Фрагмент текста:
......

А.И.Степанов

 

Познавательные и политические стратегии в культуре

[Написана в 2010 г. Опубл. в: Обсерватория культуры. 2011. №4. С.26-29.]

 

«Продолжением политики иными средствами» фон Клаузевиц назвал войну, а как соотносятся политика и наука? В отличие от классика, воздержимся от гипотез, что здесь антецедент, а что консеквент: политика или война, политика или познание. Ввиду чередования мирных отрезков и войн расчет на первый-второй условен, а агрессия и действенная защита от нее принадлежат нашей инстинктивной (т.е. «первой») природе. Так, мировое сообщество второй половины ХХ в. именовалось послевоенным, но гонка вооружений и «холодная война» оставляли неизвестным, шла ли речь об обретенной стабильности или прелюдии к большому «горячему» столкновению. Применительно к паре «политическая и познавательная стратегии» дело обстоит, как мы надеемся показать, не иначе.

......

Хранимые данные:
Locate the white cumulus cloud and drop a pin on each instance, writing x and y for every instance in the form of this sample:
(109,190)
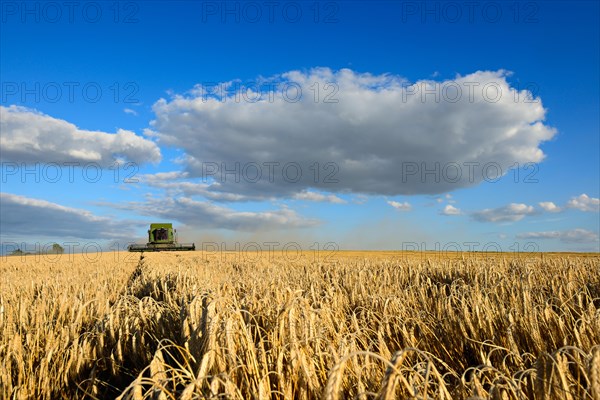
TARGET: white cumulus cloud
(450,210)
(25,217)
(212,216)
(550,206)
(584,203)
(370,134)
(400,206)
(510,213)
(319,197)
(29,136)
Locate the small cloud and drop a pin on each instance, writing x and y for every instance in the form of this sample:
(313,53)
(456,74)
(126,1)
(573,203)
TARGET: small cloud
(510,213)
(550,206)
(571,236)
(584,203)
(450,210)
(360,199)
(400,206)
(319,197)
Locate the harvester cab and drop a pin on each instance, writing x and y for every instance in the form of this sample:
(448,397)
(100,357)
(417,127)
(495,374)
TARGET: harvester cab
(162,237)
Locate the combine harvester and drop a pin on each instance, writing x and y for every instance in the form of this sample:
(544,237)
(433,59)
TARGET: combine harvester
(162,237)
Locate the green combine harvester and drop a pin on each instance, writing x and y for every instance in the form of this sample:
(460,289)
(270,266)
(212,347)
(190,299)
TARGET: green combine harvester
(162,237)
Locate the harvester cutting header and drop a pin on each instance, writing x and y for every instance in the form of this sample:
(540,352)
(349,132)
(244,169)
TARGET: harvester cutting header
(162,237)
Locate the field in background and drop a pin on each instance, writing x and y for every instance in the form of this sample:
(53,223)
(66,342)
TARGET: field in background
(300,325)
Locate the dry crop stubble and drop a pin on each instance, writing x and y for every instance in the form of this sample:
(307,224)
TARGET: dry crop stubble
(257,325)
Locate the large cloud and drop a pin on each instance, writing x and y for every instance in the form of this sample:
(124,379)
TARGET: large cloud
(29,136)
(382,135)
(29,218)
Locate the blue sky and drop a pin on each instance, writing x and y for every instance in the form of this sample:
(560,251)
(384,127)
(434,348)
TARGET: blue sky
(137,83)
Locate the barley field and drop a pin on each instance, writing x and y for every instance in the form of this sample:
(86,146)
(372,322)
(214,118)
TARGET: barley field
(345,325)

......

Задание: Перечислите все выражения, которые в отрывке о познавательных и политических стратегиях заключены в кавычки-ёлочки, в порядке их появления. Листинг представляет собой самостоятельный материал, отдельный от текста.

Результат задания:
1. «Продолжением политики иными средствами»
2. «первой»
3. «холодная война»
4. «горячему»
5. «политическая и познавательная стратегии»